━━━ TEXT ━━━
How fusion proteins drive paediatric cancer

Researchers from the University at Buffalo, supported by the National Institutes of Health (NIH), have provided insights into the molecular mechanism behind how fusion proteins engage with a collection of proteins that activate or repress genes, which can cause cancer.

Building on their previous research published in 2021, the scientists discovered that the fusion proteins and a gene regulatory protein complex interact through disordered domains. These domains interact with a high degree of specificity by forming liquid-like droplets and blending them together. 

Senior corresponding author Dr Priya Banerjee, associate professor in the Department of Physics, commented: “There has been a lot of evidence that disordered regions of proteins play a role in cancer and other major human diseases, but the question has been how…Here we show that this crucial networking event between the fusion proteins and the gene regulatory protein complex happens through their disordered domains and that there is a chemical specificity to this process.”

Fusion proteins result from a piece of chromosome breaking off and attaching to another to form a fusion gene. Fusion proteins do not always lead to cancer, but some can alter the activity of other genes to the point where cells grow uncontrollably and cause cancer. These are named fusion oncoproteins.

Lead author Dr Richoo Davis, a postdoctoral researcher in Dr Banerjee’s lab, stated: “In order for cancer to develop, a lot needs to go wrong. That is, a lot of gene mutation needs to happen. But in the case of some paediatric cancers, these fusion oncoproteins might be the sole culprit…So targeting oncoproteins alone might be sufficient enough to cure such childhood cancers.”

In breakthrough studies conducted by other groups, it has been demonstrated that fusion oncoproteins alter gene activity by hijacking a major chromatin remodeller, the mammalian SWI/SNF complex. Almost 20 percent of all human cancers have a mutation in this protein complex. 

For the new study, the team sought to exactly find how fusion oncoproteins hijack the complex. The results were that the fusion oncoproteins and the mammalian SWI/SNF complex interact through their respective disordered domains.
━━━
- USING THE INFORMATION:
1: According to the article on fusion proteins, what share of all human cancers have a mutation in the mammalian SWI/SNF complex?
2: From the article on fusion proteins, copy out the passage that begins at "How fusion proteins drive" and stops after "can cause cancer.".
3: Carry on the article on how fusion proteins drive paediatric cancer from the point where it stops.
The rows that come next are separate material and are not part of the article on fusion proteins.
━━━ RECORD SET ━━━
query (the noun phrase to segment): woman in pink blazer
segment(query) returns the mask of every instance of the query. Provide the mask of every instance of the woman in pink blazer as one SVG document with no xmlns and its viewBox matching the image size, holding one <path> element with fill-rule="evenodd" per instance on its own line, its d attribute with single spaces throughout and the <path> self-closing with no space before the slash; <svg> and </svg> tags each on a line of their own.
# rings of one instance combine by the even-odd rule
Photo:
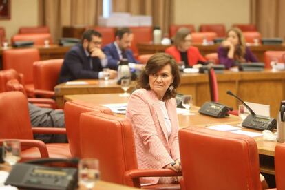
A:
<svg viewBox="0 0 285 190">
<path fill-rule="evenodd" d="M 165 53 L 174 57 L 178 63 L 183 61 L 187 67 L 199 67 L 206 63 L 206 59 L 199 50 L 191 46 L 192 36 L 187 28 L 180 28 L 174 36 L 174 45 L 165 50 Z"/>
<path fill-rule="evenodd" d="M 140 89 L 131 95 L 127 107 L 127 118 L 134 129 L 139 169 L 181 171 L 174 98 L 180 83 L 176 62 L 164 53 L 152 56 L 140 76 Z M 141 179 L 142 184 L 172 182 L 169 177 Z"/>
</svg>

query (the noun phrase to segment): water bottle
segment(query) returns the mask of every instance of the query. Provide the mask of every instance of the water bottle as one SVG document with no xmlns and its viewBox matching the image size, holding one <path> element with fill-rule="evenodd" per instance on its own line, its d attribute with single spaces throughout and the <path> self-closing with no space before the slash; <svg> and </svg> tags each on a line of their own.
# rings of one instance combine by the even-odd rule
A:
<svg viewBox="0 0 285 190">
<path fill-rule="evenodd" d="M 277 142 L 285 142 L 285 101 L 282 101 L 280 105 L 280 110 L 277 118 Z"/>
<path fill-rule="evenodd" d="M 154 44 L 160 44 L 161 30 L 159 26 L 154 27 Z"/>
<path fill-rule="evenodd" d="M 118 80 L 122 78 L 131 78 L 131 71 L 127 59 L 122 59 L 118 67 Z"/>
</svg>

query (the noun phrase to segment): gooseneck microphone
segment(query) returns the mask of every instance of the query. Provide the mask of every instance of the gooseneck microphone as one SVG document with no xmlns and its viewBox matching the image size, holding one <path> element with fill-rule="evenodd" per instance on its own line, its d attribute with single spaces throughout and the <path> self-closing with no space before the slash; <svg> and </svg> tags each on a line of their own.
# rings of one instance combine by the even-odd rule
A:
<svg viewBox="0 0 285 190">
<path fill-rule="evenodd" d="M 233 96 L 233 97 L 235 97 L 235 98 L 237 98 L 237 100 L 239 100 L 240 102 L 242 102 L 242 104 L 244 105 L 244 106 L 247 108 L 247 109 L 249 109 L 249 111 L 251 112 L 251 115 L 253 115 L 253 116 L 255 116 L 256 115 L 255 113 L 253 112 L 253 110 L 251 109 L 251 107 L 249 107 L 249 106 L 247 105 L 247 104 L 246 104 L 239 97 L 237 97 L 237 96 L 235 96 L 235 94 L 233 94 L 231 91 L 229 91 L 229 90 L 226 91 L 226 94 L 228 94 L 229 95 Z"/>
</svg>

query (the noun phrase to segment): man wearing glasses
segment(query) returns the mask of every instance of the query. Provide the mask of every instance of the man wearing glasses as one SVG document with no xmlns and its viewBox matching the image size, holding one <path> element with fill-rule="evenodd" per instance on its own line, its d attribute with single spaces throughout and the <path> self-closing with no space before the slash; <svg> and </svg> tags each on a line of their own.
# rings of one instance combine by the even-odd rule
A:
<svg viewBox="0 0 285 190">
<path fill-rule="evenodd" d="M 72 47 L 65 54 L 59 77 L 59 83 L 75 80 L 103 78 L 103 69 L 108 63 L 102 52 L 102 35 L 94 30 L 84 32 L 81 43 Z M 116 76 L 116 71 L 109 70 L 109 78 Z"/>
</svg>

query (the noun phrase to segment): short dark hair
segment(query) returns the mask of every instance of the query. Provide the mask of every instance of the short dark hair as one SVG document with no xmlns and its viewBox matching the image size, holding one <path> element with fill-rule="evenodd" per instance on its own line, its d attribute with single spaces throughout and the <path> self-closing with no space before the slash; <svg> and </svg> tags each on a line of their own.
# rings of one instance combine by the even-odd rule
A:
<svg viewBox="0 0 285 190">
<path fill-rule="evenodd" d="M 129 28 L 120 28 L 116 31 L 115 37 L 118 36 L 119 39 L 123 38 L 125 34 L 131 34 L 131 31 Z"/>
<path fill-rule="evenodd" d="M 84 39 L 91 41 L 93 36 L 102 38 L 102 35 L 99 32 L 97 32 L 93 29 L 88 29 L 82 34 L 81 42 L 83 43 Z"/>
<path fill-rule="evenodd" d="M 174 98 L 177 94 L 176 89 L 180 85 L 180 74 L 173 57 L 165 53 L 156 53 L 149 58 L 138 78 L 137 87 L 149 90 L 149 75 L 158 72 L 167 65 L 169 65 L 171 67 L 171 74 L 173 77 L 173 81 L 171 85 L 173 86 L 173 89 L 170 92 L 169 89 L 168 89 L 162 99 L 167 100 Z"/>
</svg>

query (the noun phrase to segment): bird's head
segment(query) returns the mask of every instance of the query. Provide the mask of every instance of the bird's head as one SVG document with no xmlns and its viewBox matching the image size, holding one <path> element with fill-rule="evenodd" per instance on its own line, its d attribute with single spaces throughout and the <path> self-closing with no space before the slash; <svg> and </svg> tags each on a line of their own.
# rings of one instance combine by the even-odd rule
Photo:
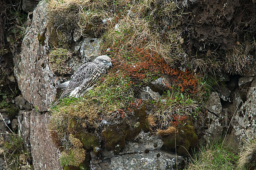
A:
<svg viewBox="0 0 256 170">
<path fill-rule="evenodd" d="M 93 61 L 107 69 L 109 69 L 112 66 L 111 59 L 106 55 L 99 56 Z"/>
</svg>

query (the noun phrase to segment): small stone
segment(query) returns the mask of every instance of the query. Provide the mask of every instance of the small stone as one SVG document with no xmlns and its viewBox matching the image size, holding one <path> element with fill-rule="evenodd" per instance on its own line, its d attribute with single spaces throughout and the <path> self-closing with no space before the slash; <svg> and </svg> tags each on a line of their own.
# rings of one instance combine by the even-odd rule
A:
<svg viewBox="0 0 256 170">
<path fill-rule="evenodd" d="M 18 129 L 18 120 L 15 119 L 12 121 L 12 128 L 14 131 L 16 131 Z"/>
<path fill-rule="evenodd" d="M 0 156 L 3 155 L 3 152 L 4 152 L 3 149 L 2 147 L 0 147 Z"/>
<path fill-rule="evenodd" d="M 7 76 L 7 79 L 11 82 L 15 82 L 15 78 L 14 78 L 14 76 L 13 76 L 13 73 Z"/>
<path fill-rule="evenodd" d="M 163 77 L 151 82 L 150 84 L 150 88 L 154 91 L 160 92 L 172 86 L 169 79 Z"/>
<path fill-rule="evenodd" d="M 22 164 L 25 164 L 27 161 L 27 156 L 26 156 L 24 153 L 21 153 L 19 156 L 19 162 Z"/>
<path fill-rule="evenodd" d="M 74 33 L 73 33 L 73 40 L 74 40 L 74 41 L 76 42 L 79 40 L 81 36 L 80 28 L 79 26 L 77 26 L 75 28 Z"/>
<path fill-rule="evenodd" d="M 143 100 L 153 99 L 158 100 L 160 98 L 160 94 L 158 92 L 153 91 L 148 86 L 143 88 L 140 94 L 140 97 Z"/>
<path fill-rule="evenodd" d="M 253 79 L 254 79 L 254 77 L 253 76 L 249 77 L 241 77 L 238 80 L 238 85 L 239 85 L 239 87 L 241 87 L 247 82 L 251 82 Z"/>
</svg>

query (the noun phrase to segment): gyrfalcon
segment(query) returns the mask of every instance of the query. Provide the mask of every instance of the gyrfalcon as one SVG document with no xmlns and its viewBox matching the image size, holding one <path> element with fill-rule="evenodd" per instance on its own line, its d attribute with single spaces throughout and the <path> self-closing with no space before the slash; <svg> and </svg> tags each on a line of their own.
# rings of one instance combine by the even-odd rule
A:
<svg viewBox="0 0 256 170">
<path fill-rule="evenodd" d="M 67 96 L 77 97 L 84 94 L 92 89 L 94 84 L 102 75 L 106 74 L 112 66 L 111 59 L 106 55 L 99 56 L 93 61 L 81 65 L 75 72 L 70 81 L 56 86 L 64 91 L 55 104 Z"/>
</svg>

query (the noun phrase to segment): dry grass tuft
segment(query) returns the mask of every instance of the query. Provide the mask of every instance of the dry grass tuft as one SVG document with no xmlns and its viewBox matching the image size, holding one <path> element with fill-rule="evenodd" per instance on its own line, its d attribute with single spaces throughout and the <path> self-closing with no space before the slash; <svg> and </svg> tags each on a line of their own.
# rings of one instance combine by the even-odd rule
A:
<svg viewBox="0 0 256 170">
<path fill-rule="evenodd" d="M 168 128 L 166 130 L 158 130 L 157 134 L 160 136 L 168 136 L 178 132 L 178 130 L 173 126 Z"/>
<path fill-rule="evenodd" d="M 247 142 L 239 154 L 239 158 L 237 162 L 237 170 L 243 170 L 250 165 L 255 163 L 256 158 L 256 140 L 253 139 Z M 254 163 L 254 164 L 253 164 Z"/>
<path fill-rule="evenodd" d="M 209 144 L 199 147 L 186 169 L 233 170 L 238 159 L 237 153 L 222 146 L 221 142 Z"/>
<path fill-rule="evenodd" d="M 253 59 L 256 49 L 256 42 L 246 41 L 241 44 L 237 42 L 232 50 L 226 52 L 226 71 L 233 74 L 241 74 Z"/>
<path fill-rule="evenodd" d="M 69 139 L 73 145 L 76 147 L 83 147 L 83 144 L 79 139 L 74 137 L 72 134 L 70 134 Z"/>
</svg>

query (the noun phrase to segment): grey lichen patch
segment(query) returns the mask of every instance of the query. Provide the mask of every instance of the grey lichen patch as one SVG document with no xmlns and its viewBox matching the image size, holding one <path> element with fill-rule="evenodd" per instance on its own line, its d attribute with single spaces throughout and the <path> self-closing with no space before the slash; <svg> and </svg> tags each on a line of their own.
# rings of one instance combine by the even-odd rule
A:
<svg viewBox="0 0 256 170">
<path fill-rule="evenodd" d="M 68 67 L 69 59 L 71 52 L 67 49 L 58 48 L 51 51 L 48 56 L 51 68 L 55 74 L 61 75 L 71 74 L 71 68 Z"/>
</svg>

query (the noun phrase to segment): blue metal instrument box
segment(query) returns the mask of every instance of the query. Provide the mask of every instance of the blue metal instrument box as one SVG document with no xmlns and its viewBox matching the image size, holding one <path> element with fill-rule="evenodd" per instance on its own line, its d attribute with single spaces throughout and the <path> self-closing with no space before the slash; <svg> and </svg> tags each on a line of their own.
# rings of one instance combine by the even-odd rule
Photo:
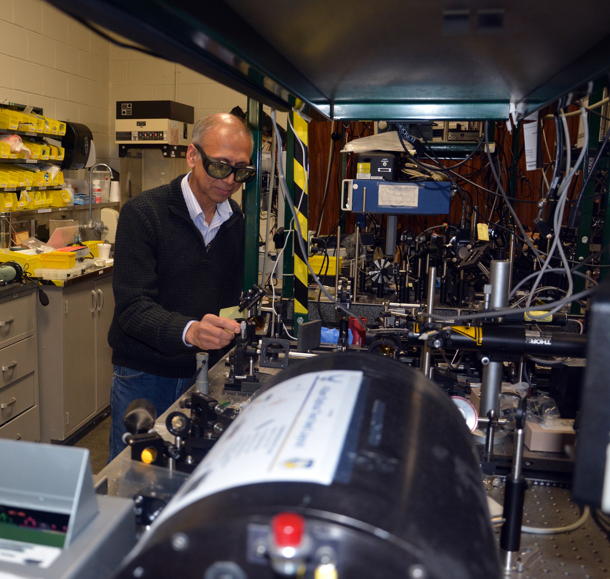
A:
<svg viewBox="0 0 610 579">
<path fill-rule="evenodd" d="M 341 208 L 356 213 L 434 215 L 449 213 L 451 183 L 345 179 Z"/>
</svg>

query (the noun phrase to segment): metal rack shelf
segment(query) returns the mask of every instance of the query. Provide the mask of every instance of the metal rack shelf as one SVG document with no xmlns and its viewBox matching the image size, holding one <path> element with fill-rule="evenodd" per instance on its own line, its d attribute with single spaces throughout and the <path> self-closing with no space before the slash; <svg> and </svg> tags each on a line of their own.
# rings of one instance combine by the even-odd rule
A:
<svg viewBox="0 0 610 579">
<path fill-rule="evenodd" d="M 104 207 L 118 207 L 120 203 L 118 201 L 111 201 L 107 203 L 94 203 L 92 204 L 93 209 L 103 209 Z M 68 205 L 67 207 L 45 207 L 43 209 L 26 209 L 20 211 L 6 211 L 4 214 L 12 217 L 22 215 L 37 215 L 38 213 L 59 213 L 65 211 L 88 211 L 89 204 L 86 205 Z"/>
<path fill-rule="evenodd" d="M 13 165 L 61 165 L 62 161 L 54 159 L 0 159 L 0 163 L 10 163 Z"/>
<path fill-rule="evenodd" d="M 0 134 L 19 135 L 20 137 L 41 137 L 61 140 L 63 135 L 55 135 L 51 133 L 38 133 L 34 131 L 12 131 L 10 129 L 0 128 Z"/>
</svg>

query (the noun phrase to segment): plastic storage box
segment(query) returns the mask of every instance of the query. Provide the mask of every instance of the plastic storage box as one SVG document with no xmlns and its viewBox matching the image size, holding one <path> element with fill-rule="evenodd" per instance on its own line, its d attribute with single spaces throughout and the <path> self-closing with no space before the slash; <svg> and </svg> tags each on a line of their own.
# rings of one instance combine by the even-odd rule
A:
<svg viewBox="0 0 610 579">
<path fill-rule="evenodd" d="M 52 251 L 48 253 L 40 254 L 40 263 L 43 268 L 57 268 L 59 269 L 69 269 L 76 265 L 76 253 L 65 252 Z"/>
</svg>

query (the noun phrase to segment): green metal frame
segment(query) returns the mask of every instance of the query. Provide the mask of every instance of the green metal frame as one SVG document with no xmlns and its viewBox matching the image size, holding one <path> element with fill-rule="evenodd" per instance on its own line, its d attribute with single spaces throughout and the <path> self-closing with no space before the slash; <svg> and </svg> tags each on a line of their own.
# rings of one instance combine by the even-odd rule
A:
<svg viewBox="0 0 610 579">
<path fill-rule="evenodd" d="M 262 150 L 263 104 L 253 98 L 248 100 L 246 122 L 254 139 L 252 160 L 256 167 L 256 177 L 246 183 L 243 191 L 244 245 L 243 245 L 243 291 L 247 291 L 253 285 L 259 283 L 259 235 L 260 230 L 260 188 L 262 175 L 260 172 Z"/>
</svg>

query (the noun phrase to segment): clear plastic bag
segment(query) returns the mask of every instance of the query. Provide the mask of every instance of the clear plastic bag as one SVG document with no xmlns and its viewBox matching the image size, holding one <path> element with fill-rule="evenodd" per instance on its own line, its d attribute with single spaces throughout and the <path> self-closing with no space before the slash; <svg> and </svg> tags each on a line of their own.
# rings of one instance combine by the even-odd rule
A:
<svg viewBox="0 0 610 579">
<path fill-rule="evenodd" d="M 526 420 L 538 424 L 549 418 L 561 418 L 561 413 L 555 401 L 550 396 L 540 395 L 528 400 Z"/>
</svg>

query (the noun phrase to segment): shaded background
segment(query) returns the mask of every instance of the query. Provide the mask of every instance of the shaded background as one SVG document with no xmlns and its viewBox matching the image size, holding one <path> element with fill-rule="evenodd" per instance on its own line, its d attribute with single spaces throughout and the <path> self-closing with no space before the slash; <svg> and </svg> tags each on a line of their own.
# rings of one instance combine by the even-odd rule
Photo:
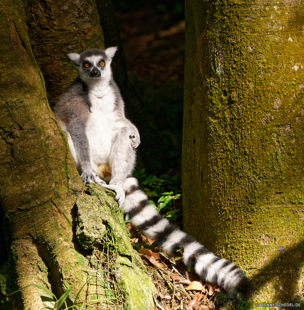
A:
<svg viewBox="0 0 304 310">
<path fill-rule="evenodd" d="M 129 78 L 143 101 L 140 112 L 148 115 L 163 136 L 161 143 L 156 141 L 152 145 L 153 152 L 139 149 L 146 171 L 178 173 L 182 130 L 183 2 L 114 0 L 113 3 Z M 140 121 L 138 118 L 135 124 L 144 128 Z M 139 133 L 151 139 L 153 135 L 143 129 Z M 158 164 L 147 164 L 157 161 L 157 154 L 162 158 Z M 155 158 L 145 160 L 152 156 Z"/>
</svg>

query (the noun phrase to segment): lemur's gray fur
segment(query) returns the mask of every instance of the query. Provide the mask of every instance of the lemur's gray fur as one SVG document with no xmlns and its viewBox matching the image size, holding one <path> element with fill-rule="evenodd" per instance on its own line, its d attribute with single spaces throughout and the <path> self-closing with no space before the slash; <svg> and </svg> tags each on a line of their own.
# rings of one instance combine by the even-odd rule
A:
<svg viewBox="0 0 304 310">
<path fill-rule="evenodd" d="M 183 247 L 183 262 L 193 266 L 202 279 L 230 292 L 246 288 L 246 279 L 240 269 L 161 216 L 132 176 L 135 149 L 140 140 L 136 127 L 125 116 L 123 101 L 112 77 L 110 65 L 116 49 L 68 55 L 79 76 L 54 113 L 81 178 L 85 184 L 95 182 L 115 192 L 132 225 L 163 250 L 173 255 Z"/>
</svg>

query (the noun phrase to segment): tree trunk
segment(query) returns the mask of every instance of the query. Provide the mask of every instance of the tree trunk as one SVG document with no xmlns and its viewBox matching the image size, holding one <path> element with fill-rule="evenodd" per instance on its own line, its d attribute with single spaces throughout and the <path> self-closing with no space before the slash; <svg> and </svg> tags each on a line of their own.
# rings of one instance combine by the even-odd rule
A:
━━━
- ANSWERS BY ITEM:
1: Almost 20 percent.

2:
How fusion proteins drive paediatric cancer

Researchers from the University at Buffalo, supported by the National Institutes of Health (NIH), have provided insights into the molecular mechanism behind how fusion proteins engage with a collection of proteins that activate or repress genes, which can cause cancer.

3:
Disorder domains are unable to fold into unique, three-dimensional shapes so have long been a mystery. However, research in the last two decades has shown that almost 30 percent of the human proteome are disordered and that disorder regions drive some crucial biological processes and major human diseases.

The team specifically studied prion-like domains, from fusion oncoproteins and the gene regulatory complex. They discovered these domains form co-condensates or membrane-less organelles, in the nucleus of the cell. 

Dr Davis further investigated this by using a blue light-activated droplet-forming system that enabled the team to observe these processes more clearly. However, there is exquisite specificity of what can co-condense together to activate aberrant gene expression leading to cancer.

“We found that disordered regions of repressor proteins don’t really enrich in the droplets formed by prion-like domains and we think that this selectivity in molecular networking is an important mechanism by which fusion oncoproteins contributes to cancer development,” Dr Banerjee elucidated. 

Once the fusion proteins have successfully hijacked the complex, they can remove it from the genes it’s meant to turn on and bring it to genes it should not turn on. Moving forward in the fight against cancer, drugs could be developed to target the abnormal networking of fusion proteins with the SWI/SNF complex.

“This fundamental research is crucial,” Dr Banerjee concluded. “We cannot cure a fatal human disease unless we fully understand the molecular wiring underneath it.”

This study was published in Nature Communications.